Final Project
The Idea
I wanted to build something that challenged the way robotic grippers work. Traditional rigid claws need precise positioning to grab anything, and one wrong move damages whatever they're holding. I kept coming back to the same question: why not build a gripper that adapts to the object instead of forcing the object to fit the gripper?
The answer was octopus tentacles. A real octopus tentacle wraps around anything, regardless of shape, without applying concentrated pressure. The key is flexibility and the way force is distributed across the whole surface. That's exactly what a good gripper should do.
The UR3 at Fab Lab ULima already handles 3D positioning with millimeter precision. What it was missing was a gripper that could handle irregular objects without crushing them. That was the gap — a soft, wireless end-effector controlled entirely by hand gesture over BLE.
Before designing anything I mapped out the problem directly on the arm, annotating which components were involved and how they would interact: servomotors, flex sensors, internal PCB, microcontroller, cables.
No one had built this kind of system entirely inside a Fab Lab. Every soft gripper I found in research either relied on pneumatic actuators, expensive silicone molding, or proprietary hardware. That was the gap I wanted to close: a fully Fab Lab-fabricated, wireless, wearable-controlled soft gripper for the UR3, under $100 in materials.
System Diagrams
The project is divided into two independent systems that communicate wirelessly via BLE.
Gripper System
Glove System
Gripper — Components
- Custom PCB — XIAO ESP32-C6 (BLE RX)
- PCA9685 — 16-ch PWM servo driver (I2C)
- SG90 x3 — micro servo per tentacle
- TPU 95A tentacle x3 — 12 vertebrae + Dyneema
- Hub — 3D-printed servo mount + cable routing
- DC power supply — bench supply for development
Glove — Components
- Custom PCB — XIAO ESP32-C6 (BLE TX)
- Flex sensors x3 — sewn onto glove fingers
- MT3608 boost converter — 3.7V to 5V step-up
- LiPo 3.7V 1000mAh — battery
- Rocker switch — power on/off
- 3D-printed enclosure — houses PCB + battery
- Velcro tape — attaches enclosure to glove
- Work glove — base for sensor mounting
Signal path — full system
How every subsystem connects, from flex sensors on the glove through BLE to the servo-driven tentacles on the UR3.
Voltage divider
0-3.3 V output
map 0-4095 → 0-120°
BLE GATT TX
JP1-JP3 connectors
LiPo battery
Packet: "A1,A2,A3"
50 ms interval · ~10 m
No cables glove to gripper
Parse "A1,A2,A3"

▶ Goal of the exercise: Please carry on the write-up of the soft tentacle gripper project from the point where it stops. The records after this point are separate material, apart from the project write-up.

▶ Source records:
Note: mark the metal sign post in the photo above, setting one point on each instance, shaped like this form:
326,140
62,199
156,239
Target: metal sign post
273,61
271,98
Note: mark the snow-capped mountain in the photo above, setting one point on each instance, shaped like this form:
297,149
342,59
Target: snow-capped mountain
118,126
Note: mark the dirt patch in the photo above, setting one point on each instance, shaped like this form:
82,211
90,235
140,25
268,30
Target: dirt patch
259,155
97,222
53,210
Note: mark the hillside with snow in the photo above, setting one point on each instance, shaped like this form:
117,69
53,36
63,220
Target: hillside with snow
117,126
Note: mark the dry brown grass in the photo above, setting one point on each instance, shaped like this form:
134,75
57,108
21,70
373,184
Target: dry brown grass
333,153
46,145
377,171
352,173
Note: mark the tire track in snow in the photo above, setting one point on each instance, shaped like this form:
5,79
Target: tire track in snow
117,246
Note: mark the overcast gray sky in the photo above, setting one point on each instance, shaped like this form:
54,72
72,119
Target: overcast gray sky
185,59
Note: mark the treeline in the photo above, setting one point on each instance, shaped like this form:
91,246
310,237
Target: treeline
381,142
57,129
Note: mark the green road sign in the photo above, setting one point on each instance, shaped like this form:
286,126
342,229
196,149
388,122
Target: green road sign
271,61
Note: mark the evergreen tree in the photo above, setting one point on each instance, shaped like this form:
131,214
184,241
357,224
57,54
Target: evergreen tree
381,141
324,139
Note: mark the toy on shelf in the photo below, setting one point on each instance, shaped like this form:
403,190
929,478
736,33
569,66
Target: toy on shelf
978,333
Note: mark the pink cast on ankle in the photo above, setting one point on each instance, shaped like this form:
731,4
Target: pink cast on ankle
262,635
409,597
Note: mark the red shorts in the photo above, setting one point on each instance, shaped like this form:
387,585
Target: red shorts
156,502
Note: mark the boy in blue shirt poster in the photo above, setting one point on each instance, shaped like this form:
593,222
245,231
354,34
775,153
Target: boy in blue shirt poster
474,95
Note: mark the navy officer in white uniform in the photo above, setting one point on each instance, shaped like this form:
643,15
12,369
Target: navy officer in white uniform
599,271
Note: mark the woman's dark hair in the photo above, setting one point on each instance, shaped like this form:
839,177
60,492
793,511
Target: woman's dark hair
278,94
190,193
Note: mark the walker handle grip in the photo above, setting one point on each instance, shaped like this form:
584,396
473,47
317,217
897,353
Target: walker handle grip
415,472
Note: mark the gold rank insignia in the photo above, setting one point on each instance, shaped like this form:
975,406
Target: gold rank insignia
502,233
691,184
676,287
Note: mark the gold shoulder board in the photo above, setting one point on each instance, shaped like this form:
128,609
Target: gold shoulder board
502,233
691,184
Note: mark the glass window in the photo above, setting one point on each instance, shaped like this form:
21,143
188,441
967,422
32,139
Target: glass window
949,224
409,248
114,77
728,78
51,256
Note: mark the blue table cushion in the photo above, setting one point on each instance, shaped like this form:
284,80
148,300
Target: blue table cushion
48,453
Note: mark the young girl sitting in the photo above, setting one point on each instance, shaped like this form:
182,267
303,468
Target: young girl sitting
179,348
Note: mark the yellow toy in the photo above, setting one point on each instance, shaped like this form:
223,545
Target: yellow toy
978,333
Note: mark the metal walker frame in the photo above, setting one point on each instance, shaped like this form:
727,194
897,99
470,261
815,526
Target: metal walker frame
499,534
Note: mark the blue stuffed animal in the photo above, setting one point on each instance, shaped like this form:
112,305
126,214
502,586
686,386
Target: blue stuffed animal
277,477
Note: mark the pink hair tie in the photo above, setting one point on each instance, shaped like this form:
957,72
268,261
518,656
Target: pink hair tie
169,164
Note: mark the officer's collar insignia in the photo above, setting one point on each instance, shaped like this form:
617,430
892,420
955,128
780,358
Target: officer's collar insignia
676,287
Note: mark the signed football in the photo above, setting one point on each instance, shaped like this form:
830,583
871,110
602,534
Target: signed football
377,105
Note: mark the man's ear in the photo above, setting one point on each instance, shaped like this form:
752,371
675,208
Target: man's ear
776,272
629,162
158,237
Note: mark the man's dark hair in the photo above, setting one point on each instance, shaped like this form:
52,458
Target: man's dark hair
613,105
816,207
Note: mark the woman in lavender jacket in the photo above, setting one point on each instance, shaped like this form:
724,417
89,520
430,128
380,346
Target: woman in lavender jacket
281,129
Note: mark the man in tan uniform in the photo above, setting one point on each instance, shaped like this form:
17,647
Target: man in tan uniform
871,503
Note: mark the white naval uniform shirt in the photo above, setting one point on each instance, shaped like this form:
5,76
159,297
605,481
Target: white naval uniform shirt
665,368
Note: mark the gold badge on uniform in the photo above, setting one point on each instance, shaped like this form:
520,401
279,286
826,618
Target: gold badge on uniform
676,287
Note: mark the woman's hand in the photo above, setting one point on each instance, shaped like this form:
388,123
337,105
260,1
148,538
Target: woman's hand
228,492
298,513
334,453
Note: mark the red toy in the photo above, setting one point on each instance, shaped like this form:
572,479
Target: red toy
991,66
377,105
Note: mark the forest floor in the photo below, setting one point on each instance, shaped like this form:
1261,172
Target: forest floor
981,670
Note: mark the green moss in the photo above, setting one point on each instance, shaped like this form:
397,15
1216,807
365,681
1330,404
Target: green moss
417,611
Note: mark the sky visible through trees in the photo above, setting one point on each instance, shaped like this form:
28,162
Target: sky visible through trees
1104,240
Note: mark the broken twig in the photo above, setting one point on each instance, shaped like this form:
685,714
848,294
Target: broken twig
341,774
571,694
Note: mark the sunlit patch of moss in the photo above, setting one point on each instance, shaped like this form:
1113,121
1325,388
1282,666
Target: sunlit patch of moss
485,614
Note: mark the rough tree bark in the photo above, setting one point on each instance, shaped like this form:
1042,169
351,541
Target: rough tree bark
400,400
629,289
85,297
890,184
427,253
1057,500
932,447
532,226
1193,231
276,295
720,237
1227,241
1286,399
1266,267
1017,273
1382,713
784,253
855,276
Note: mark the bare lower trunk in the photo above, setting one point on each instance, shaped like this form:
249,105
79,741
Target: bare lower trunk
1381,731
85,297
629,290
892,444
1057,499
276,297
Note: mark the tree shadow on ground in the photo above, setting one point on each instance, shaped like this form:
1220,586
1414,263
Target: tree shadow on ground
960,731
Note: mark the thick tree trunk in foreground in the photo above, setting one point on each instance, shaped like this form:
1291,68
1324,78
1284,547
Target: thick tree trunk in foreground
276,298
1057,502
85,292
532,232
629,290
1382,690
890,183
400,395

▶ Result of the task:
Gripper PCB board
500-2500 us range
0-120° rotation
Dyneema tendon
Bends to 120°
Custom 3D-printed adapter
Bayonet flange mount
Positions in 3D · gripper operates independently via BLE
Designing the Tentacle
The first real decision was how to make a tentacle that actually bends the way I wanted. I modeled everything in Autodesk Inventor, starting with a single vertebra — a small segment with a hinge-like connection to the next one and a central channel running through the middle for the tendon. Stack twelve of these together and you get a tentacle that bends smoothly from base to tip when you pull the tendon.
The geometry took a while to get right. Too thick and it barely moved; too thin and it collapsed under its own weight. I modeled a tapered profile that gets gradually narrower from base to tip, which distributes the bending stress evenly across all twelve vertebrae — the same way a real cephalopod arm works.
CAD Process — Step by Step
The tentacle was built in Autodesk Inventor across 5 key modeling steps, from the 2D sketch to the full 12-vertebra assembly.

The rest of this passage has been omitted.